Selected text

>>>>

These requirements restrict the types of queries that can be supported by
the method efficiently. For example, k-nearest neighbor and independent
range sampling are not decomposable. 

\subsubsection{k-Nearest Neighbor} 
\label{sssec-decomp-limits-knn}
The k-nearest neighbor (KNN) problem is a generalization of the nearest
neighbor problem, which seeks to return the closest point within the
dataset to a given query point. More formally, this can be defined as,
\begin{definition}[Nearest Neighbor]
    
    Let $D$ be a set of $n>0$ points in $\mathbb{R}^d$ and $f(x, y)$
    be some function $f: D^2 \to \mathbb{R}^+$ representing the distance
    between two points within $D$. The nearest neighbor problem, $NN(D,
    q)$ returns some $d \in D$ having $\min_{d \in D} \{f(d, q)\}$
    for some query point, $q \in \mathbb{R}^d$.

\end{definition}

In practice, it is common to require $f(x, y)$ be a metric,\footnote
{
    Contrary to its vernacular usage as a synonym for ``distance'', a
    metric is more formally defined as a valid distance function over
    a metric space. Metric spaces require their distance functions to
    have the following properties,
    \begin{itemize}
        \item The distance between a point and itself is always 0.
        \item All distances between non-equal points must be positive.

<<<<

Data rows
>>>>

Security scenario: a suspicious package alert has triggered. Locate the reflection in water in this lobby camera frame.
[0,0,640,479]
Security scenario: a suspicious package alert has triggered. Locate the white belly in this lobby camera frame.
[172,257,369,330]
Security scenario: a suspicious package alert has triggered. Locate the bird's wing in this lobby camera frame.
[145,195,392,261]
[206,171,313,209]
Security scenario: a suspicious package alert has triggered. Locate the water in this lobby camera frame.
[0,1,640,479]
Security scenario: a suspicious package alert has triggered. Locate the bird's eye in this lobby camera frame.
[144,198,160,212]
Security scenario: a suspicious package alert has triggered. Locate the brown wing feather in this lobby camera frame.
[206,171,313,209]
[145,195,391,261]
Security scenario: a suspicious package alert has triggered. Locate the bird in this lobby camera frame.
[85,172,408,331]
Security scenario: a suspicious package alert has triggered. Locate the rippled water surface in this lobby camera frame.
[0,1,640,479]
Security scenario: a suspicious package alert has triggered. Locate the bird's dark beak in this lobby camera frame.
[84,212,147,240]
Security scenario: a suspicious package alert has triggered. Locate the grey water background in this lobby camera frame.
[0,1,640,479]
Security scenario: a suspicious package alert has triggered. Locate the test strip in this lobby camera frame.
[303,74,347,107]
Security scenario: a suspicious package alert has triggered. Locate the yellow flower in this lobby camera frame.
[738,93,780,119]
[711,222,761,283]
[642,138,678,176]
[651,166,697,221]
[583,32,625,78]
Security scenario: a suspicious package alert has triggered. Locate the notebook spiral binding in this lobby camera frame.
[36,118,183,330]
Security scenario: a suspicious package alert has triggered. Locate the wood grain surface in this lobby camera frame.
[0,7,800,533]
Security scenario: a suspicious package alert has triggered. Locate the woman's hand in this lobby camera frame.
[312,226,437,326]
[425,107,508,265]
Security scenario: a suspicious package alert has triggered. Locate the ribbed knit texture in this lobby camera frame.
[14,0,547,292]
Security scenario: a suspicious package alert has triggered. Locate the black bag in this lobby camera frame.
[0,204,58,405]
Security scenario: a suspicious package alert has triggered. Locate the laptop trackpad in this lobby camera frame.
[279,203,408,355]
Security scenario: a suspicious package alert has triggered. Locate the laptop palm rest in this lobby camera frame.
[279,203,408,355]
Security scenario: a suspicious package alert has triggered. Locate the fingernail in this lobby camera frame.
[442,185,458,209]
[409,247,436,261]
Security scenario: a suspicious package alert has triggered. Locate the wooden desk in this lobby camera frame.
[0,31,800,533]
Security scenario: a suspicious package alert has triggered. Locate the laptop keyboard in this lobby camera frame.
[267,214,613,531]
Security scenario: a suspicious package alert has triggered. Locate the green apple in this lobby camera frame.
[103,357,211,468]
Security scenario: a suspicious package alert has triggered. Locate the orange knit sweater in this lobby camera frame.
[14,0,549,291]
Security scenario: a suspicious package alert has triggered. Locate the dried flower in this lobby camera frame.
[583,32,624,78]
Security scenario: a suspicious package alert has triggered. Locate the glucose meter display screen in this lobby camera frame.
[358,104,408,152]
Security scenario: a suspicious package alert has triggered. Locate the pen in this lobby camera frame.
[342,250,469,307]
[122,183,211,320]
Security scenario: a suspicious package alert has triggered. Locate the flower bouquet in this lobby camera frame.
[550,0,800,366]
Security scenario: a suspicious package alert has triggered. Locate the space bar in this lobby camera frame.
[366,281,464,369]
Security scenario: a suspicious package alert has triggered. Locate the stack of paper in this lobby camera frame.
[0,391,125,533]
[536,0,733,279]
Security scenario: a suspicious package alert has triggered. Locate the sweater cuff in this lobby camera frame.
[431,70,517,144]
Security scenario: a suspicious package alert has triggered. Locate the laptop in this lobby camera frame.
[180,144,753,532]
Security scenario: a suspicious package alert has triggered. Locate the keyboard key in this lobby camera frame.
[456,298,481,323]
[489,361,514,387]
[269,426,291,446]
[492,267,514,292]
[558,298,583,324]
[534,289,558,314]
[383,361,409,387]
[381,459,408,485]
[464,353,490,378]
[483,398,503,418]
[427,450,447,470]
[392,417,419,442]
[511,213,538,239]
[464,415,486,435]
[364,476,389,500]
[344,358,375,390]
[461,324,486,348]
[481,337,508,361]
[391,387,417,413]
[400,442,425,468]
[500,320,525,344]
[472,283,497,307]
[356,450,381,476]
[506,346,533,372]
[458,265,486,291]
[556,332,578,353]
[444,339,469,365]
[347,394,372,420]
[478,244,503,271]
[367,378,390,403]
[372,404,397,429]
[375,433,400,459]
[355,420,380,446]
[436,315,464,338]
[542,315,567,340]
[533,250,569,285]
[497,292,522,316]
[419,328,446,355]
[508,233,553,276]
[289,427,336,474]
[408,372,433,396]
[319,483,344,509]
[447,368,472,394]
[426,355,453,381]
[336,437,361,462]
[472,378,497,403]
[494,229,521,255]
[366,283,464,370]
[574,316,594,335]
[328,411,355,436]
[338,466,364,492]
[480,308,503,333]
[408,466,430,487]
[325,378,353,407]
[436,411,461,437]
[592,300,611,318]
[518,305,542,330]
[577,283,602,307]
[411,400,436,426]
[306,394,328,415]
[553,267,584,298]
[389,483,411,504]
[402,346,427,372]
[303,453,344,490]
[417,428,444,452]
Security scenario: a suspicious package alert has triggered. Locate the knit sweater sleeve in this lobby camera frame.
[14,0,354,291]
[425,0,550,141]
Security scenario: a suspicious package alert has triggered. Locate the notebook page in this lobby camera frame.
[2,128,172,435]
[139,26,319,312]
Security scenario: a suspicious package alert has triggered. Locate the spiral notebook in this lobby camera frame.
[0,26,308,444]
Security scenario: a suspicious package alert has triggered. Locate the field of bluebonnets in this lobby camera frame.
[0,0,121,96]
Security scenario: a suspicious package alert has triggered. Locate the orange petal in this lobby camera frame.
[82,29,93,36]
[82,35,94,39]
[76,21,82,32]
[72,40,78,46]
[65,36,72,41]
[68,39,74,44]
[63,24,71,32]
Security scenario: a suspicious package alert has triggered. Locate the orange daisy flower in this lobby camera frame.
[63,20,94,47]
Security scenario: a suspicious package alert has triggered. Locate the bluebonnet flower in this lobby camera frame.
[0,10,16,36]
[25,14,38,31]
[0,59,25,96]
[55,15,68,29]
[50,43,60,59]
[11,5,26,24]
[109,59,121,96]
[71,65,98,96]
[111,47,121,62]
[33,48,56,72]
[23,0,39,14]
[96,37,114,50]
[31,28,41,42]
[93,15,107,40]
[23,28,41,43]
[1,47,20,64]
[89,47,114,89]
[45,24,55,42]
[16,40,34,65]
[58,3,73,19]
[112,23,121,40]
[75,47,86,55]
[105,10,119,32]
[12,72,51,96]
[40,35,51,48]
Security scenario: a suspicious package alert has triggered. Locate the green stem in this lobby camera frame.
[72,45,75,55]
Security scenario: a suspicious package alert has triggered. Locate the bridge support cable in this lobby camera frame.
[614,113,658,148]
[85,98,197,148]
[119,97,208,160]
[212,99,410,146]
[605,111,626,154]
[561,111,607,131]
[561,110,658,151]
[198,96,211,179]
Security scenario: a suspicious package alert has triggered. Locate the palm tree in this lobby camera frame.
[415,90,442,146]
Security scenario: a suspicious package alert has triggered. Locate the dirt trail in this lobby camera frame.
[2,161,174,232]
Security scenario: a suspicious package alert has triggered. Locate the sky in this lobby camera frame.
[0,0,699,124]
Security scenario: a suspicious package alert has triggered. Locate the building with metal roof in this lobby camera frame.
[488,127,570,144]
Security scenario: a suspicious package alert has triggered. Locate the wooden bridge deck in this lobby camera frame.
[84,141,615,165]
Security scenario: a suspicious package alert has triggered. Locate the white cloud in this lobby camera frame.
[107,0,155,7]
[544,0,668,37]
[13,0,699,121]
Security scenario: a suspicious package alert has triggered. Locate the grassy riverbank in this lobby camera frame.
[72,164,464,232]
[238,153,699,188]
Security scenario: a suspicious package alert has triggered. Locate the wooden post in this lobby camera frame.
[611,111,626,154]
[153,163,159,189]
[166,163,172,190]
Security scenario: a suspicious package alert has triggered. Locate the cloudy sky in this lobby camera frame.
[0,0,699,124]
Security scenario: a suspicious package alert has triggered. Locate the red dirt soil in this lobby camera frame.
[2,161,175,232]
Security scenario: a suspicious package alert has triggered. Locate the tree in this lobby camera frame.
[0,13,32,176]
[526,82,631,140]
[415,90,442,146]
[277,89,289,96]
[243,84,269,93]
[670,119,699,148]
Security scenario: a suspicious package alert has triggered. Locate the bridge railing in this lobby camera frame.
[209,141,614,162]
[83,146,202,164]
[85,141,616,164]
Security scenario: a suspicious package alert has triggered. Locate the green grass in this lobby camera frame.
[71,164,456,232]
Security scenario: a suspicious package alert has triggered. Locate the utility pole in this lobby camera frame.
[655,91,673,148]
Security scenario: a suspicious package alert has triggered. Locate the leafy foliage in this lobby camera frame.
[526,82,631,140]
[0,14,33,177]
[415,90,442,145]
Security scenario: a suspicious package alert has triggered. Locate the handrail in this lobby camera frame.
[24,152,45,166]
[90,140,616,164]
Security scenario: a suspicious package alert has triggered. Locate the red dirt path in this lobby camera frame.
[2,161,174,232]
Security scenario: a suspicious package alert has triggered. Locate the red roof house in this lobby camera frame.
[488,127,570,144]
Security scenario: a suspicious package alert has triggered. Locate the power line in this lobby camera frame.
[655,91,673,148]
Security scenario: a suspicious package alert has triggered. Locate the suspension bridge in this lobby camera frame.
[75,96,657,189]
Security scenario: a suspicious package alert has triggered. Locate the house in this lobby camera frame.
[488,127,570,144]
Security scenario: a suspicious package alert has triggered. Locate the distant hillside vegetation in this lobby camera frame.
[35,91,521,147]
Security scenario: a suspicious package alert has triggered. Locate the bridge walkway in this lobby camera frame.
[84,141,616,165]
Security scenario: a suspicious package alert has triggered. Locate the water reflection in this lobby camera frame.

<<<<

Do this
Quote everything in the k-nearest neighbor text above from "In practice, it" down to "is always 0.", word for word.

Finished answer
In practice, it is common to require $f(x, y)$ be a metric,\footnote
{
    Contrary to its vernacular usage as a synonym for ``distance'', a
    metric is more formally defined as a valid distance function over
    a metric space. Metric spaces require their distance functions to
    have the following properties,
    \begin{itemize}
        \item The distance between a point and itself is always 0.